Reproduce each record exactly.

◆ ◆ ◆ ◆ ◆

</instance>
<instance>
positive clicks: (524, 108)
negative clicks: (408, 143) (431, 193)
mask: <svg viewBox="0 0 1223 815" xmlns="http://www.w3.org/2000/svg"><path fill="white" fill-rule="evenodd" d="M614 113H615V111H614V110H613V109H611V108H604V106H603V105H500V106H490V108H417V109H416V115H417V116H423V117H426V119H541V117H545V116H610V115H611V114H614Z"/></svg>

◆ ◆ ◆ ◆ ◆

### [RESPONSE AREA]
</instance>
<instance>
positive clicks: (524, 108)
negative clicks: (408, 143) (431, 193)
mask: <svg viewBox="0 0 1223 815" xmlns="http://www.w3.org/2000/svg"><path fill="white" fill-rule="evenodd" d="M614 113H615V111H614V110H613V109H611V108H604V106H603V105H500V106H490V108H417V109H416V115H417V116H423V117H426V119H541V117H545V116H610V115H611V114H614Z"/></svg>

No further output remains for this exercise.